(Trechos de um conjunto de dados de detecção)

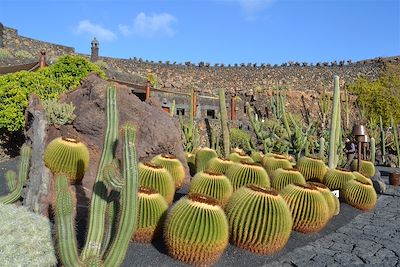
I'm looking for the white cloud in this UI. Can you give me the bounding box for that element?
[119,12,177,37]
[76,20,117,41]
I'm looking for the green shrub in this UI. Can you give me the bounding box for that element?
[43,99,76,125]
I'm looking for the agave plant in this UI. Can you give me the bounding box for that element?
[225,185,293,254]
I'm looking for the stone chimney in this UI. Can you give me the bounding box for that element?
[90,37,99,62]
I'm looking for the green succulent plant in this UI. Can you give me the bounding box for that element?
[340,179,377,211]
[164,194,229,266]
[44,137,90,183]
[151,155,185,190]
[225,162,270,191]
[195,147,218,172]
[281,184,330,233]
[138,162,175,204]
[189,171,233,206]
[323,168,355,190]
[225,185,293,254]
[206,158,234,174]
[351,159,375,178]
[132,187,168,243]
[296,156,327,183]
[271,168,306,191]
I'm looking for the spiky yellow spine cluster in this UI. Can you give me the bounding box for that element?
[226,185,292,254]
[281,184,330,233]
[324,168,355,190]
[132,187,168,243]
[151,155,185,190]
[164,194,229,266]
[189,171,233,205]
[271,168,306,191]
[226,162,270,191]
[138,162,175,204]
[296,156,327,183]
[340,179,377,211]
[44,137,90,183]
* * *
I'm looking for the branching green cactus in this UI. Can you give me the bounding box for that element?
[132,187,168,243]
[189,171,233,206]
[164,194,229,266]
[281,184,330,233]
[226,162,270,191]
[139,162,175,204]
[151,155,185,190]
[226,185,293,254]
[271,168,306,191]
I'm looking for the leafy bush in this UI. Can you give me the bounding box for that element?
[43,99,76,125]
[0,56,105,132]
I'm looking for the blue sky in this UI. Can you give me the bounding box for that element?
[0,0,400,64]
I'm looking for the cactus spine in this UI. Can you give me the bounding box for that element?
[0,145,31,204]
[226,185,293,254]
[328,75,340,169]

* ENUNCIADO: Transforme em uma lista JSON de strings tudo o que vai da linha com "I'm looking for the white" até a linha com "[90,37,99,62]", incluindo as duas. Use uma string para cada linha e deixe de fora as linhas em branco.

* RESPOSTA:
[
  "I'm looking for the white cloud in this UI. Can you give me the bounding box for that element?",
  "[119,12,177,37]",
  "[76,20,117,41]",
  "I'm looking for the green shrub in this UI. Can you give me the bounding box for that element?",
  "[43,99,76,125]",
  "I'm looking for the agave plant in this UI. Can you give me the bounding box for that element?",
  "[225,185,293,254]",
  "I'm looking for the stone chimney in this UI. Can you give me the bounding box for that element?",
  "[90,37,99,62]"
]